(Records from a data collection)
================
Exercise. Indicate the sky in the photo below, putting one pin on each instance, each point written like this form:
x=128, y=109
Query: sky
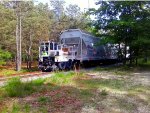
x=83, y=4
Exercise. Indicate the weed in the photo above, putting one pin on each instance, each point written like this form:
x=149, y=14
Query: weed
x=16, y=108
x=16, y=88
x=61, y=78
x=26, y=108
x=43, y=100
x=104, y=92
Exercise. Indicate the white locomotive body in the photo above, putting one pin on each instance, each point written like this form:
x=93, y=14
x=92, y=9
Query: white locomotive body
x=75, y=46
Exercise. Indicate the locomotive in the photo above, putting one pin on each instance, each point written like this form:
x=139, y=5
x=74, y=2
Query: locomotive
x=75, y=47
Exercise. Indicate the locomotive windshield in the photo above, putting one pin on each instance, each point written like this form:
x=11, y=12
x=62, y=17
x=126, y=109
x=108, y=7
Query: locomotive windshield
x=74, y=40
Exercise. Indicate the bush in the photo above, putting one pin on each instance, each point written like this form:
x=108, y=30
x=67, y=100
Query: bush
x=16, y=88
x=4, y=56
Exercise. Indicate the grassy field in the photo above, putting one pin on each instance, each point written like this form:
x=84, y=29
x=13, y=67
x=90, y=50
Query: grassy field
x=102, y=90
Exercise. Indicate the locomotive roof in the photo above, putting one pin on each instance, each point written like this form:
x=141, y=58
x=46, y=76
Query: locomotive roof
x=82, y=31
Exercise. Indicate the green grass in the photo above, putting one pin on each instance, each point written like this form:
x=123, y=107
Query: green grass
x=61, y=78
x=103, y=83
x=68, y=92
x=16, y=88
x=44, y=99
x=9, y=72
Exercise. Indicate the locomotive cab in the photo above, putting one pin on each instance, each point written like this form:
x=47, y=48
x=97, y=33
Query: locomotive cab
x=54, y=56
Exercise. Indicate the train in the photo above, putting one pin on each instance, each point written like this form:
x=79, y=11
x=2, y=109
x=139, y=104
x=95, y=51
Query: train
x=74, y=47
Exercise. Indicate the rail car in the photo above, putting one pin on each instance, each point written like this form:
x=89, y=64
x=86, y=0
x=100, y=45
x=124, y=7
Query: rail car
x=75, y=47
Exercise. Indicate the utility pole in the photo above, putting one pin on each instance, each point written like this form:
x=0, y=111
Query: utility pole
x=18, y=35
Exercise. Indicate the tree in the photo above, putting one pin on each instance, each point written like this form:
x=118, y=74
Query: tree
x=124, y=22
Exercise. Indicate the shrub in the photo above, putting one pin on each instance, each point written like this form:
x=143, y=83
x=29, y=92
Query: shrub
x=16, y=88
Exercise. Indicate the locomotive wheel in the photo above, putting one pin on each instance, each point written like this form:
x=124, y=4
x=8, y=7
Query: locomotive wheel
x=69, y=64
x=62, y=65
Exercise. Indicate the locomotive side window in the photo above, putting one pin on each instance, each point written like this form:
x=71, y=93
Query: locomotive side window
x=46, y=46
x=59, y=47
x=55, y=46
x=51, y=46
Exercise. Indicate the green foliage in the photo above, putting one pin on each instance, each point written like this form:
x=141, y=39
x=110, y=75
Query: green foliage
x=104, y=93
x=125, y=22
x=43, y=99
x=16, y=88
x=4, y=56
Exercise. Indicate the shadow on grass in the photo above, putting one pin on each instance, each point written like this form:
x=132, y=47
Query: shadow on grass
x=67, y=92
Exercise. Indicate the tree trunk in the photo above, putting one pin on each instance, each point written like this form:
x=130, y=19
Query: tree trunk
x=28, y=51
x=18, y=37
x=125, y=52
x=18, y=68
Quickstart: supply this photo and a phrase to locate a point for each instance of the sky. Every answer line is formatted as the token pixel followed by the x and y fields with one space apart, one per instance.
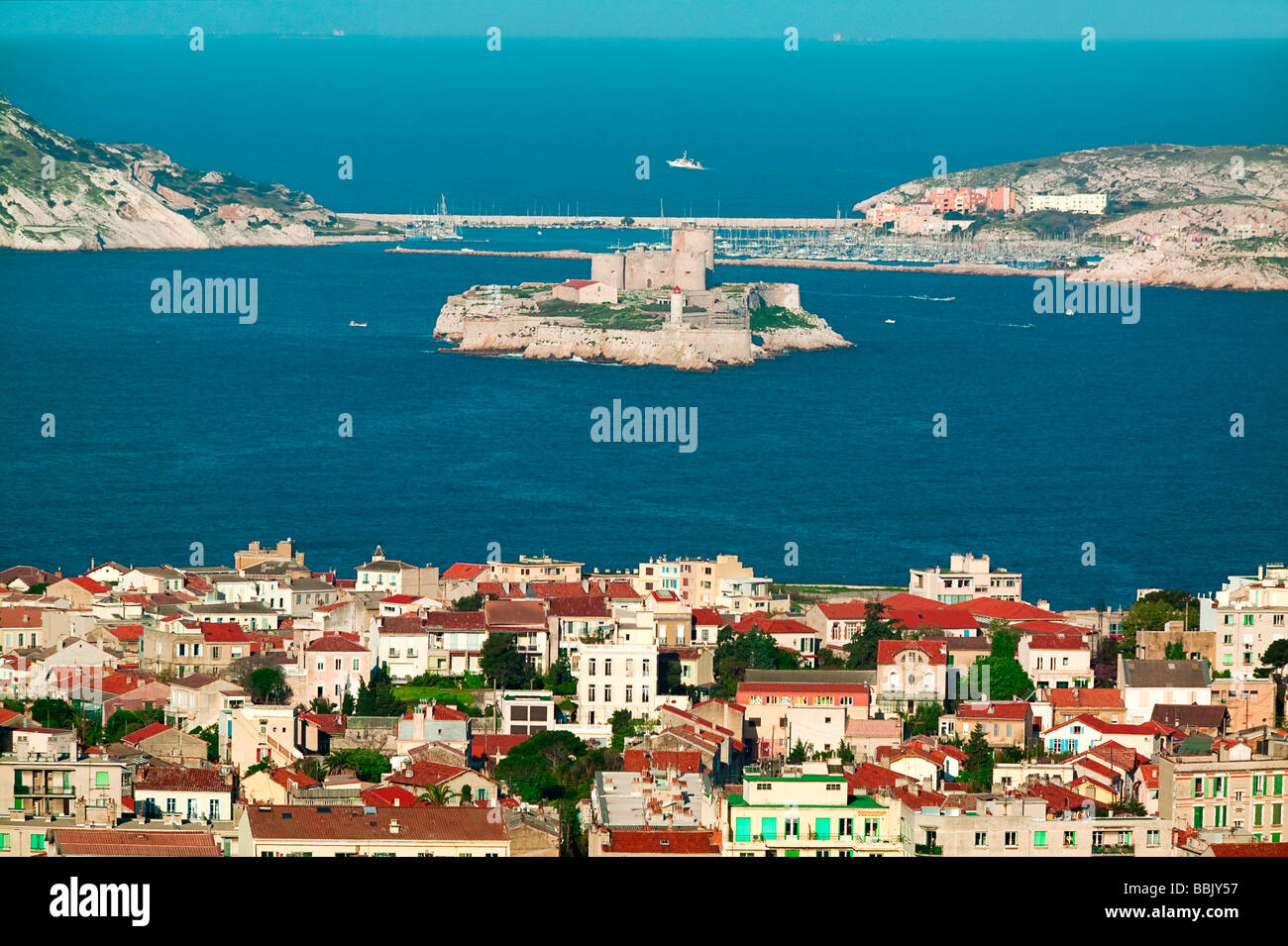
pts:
pixel 854 20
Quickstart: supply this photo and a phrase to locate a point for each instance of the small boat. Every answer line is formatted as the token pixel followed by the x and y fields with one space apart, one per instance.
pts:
pixel 687 162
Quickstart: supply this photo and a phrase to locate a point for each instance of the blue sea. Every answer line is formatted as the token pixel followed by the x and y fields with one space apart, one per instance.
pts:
pixel 1061 430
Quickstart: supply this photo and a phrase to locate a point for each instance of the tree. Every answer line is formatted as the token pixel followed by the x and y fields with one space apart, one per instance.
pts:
pixel 1146 615
pixel 368 765
pixel 738 653
pixel 559 679
pixel 55 714
pixel 437 795
pixel 211 738
pixel 1006 679
pixel 979 761
pixel 862 649
pixel 925 719
pixel 500 659
pixel 377 699
pixel 268 684
pixel 1181 601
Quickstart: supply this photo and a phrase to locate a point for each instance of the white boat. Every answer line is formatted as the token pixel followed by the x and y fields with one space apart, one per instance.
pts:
pixel 687 162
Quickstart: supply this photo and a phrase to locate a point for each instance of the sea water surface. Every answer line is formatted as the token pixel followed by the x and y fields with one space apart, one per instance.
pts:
pixel 1061 430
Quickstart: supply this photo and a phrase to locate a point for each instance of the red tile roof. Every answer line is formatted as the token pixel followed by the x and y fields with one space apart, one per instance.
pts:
pixel 154 729
pixel 464 572
pixel 181 779
pixel 351 822
pixel 670 842
pixel 389 796
pixel 120 842
pixel 581 606
pixel 425 774
pixel 335 644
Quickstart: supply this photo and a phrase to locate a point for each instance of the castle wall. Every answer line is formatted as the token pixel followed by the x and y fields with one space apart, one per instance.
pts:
pixel 609 269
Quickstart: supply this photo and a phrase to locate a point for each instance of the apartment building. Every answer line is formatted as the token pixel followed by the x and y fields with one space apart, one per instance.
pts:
pixel 696 580
pixel 806 811
pixel 1232 788
pixel 616 676
pixel 1247 615
pixel 297 830
pixel 966 578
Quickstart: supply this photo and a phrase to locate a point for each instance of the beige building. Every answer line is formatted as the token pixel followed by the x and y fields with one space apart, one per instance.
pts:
pixel 1247 615
pixel 965 579
pixel 1229 789
pixel 696 580
pixel 1006 826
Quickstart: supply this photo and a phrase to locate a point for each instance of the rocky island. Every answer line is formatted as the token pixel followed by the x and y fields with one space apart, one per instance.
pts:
pixel 64 193
pixel 1159 214
pixel 640 306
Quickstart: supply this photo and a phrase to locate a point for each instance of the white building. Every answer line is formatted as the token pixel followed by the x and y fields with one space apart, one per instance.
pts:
pixel 616 676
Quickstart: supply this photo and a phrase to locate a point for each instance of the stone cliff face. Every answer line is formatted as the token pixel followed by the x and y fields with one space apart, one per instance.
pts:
pixel 59 193
pixel 511 326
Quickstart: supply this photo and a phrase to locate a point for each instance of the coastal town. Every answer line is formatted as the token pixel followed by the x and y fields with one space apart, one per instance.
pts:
pixel 533 706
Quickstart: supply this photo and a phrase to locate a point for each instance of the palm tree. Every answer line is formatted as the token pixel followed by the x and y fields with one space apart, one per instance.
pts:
pixel 437 795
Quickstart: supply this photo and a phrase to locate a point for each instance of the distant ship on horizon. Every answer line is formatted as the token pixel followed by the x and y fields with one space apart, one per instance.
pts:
pixel 687 162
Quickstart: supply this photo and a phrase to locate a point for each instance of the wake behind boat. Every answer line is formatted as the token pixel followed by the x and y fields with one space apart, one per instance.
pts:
pixel 687 162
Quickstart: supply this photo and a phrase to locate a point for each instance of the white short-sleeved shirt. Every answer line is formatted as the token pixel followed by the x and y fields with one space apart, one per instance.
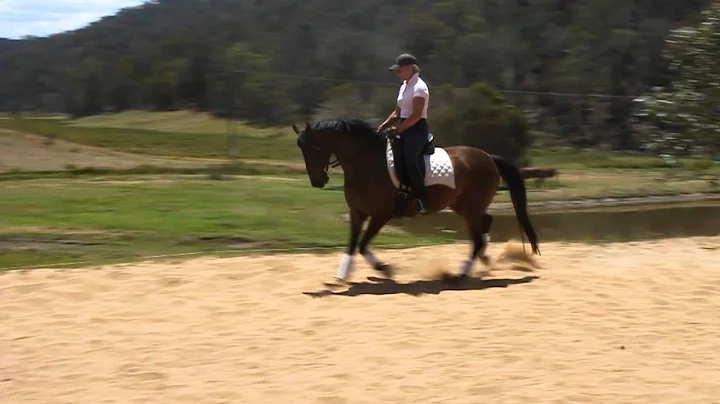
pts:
pixel 415 87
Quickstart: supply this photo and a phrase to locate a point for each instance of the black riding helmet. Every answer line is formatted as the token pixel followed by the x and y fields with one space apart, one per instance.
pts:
pixel 405 59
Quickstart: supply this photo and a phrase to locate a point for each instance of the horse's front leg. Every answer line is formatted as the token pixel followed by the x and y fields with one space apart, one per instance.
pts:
pixel 346 264
pixel 374 227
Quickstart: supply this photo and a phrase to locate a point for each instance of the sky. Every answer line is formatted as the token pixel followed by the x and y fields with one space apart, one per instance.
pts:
pixel 20 18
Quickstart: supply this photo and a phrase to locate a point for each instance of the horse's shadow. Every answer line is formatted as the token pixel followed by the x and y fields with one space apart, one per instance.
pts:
pixel 382 286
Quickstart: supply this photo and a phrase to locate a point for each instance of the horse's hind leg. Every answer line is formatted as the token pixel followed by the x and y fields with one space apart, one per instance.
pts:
pixel 478 227
pixel 376 223
pixel 485 236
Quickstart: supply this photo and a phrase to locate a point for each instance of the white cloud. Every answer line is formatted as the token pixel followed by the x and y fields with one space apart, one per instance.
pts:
pixel 19 18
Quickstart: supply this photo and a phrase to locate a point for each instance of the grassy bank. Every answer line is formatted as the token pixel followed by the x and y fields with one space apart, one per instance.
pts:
pixel 191 134
pixel 46 221
pixel 250 143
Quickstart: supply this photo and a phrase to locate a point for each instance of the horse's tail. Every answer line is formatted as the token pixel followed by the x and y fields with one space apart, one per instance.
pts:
pixel 516 184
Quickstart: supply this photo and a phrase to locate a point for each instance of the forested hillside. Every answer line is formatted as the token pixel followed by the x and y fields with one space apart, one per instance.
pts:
pixel 173 54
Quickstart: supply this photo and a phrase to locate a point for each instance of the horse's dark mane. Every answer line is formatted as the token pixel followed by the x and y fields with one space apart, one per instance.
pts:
pixel 350 126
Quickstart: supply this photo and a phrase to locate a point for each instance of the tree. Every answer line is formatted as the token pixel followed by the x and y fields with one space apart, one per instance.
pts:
pixel 686 113
pixel 480 117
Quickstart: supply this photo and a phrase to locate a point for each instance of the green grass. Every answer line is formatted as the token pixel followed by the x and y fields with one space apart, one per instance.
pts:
pixel 175 122
pixel 132 219
pixel 190 134
pixel 276 145
pixel 593 160
pixel 217 171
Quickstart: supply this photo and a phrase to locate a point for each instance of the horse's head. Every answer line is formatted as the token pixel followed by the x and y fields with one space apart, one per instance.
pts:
pixel 316 153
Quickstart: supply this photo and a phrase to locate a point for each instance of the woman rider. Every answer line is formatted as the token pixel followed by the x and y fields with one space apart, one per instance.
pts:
pixel 412 106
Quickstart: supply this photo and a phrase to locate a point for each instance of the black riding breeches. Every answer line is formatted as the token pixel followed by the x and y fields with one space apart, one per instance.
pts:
pixel 413 141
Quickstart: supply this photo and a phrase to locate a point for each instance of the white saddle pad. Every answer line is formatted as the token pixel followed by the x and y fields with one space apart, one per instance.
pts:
pixel 438 168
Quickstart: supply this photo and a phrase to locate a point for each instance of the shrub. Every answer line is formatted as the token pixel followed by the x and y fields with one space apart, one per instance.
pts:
pixel 480 117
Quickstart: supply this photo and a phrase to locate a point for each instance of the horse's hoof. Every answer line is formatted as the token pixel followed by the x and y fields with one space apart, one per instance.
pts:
pixel 385 269
pixel 452 279
pixel 335 283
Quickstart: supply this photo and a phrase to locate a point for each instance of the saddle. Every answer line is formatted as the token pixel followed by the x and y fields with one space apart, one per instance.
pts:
pixel 404 190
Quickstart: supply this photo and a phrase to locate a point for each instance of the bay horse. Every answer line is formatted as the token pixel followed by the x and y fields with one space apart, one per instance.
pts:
pixel 371 194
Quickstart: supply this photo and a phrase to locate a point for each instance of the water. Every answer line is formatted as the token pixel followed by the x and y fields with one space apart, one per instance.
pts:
pixel 603 224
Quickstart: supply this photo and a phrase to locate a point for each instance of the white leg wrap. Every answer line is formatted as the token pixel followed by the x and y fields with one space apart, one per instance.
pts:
pixel 346 267
pixel 371 259
pixel 467 266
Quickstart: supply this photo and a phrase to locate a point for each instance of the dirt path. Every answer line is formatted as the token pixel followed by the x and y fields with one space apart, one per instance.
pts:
pixel 618 323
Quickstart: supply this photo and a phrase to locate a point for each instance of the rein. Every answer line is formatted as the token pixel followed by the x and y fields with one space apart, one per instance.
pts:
pixel 334 163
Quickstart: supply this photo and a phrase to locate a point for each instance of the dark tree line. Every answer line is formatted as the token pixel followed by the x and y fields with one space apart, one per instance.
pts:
pixel 225 56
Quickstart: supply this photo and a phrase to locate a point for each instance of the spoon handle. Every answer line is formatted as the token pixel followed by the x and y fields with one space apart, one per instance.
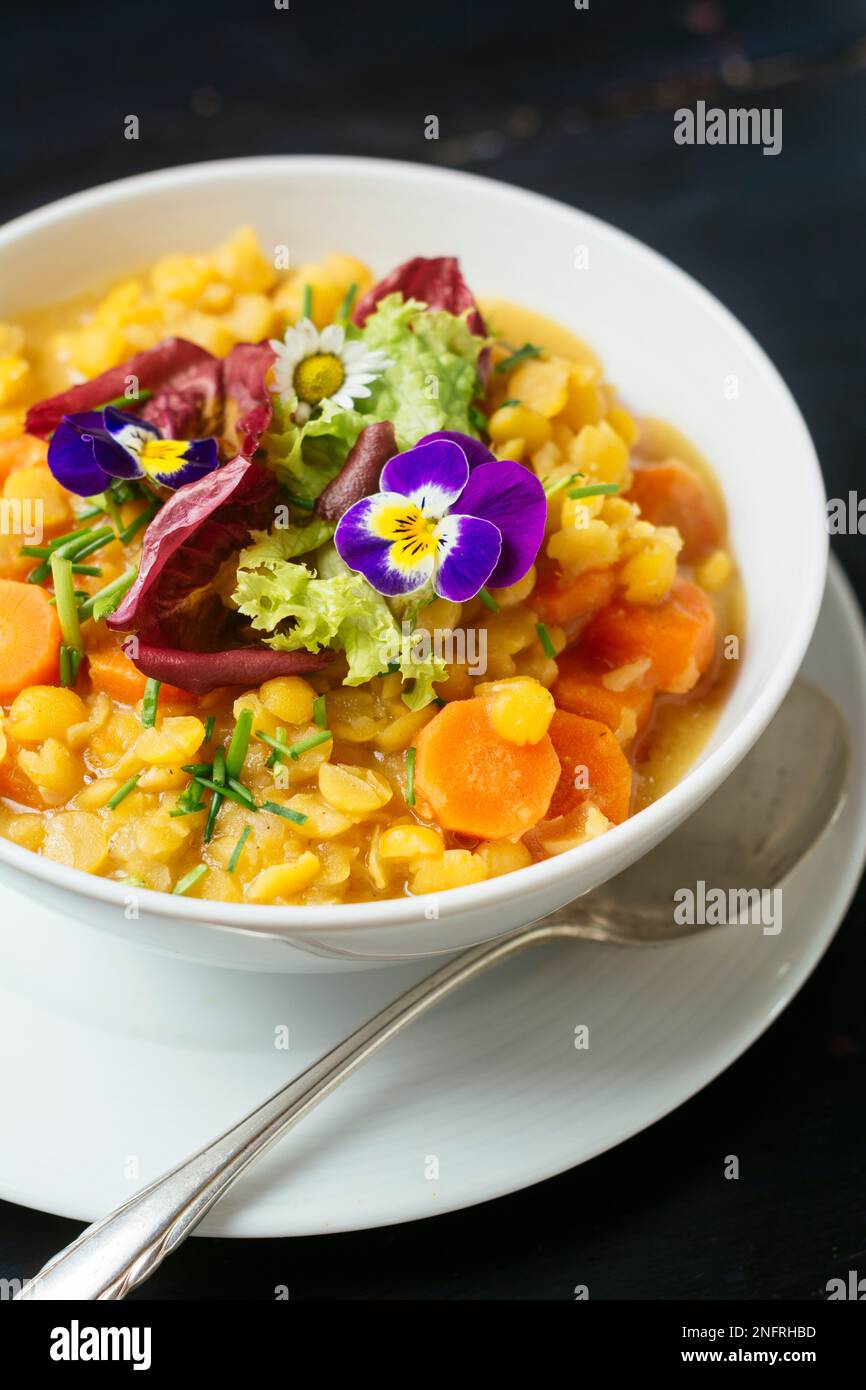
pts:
pixel 118 1253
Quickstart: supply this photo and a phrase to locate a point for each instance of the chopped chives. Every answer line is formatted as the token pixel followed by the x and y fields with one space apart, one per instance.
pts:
pixel 243 797
pixel 191 879
pixel 410 776
pixel 544 637
pixel 298 816
pixel 150 702
pixel 123 792
pixel 303 745
pixel 84 546
pixel 345 309
pixel 43 552
pixel 67 608
pixel 70 535
pixel 562 483
pixel 217 787
pixel 293 751
pixel 595 489
pixel 239 742
pixel 189 808
pixel 113 512
pixel 242 790
pixel 120 402
pixel 106 599
pixel 213 811
pixel 520 355
pixel 238 849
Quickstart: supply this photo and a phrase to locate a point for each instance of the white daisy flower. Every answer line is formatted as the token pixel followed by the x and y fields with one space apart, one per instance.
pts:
pixel 313 367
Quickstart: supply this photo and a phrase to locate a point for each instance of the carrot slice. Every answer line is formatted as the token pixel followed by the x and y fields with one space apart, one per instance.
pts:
pixel 563 602
pixel 29 638
pixel 474 780
pixel 672 494
pixel 594 767
pixel 581 691
pixel 679 637
pixel 116 674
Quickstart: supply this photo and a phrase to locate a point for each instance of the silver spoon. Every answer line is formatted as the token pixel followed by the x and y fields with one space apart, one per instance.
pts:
pixel 752 833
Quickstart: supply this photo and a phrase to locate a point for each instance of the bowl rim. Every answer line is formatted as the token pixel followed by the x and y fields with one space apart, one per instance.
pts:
pixel 551 873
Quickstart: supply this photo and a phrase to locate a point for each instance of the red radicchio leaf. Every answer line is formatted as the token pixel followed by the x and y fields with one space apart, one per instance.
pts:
pixel 438 282
pixel 186 542
pixel 245 387
pixel 360 473
pixel 202 672
pixel 189 406
pixel 175 364
pixel 435 281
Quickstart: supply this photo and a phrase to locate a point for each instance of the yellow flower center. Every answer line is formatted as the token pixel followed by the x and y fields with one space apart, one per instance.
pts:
pixel 410 533
pixel 164 455
pixel 317 377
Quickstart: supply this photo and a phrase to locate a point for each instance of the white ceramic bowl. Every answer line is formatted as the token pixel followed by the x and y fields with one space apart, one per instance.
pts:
pixel 665 341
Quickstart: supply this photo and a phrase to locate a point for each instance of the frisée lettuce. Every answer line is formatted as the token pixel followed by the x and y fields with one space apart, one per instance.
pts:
pixel 428 385
pixel 330 606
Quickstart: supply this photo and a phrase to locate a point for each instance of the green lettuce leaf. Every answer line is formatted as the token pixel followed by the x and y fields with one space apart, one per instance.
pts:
pixel 430 385
pixel 331 608
pixel 434 371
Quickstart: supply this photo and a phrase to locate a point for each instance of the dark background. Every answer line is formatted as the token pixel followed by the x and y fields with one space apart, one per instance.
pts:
pixel 577 106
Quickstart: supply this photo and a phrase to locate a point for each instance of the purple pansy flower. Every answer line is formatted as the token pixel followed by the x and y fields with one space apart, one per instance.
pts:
pixel 88 451
pixel 437 521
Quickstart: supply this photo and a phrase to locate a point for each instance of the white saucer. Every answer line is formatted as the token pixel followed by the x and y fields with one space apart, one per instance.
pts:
pixel 116 1062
================
# Instructions to follow:
Lines that include the word "bowl" are to be extracted from the data above.

# Exercise answer:
Quickstart: supply this photo and a phrase to locate a point for each instance of the bowl rim. Every answer line is formatted as the token pixel followed by the x and y fields with one space apart, one per instance.
Quickstart: supply this photo and a phrase to locate a point for each instance of the white ceramic bowl. Every answer line is formatted as the token pixel followed by the x and y fields with one space apart, one per instance.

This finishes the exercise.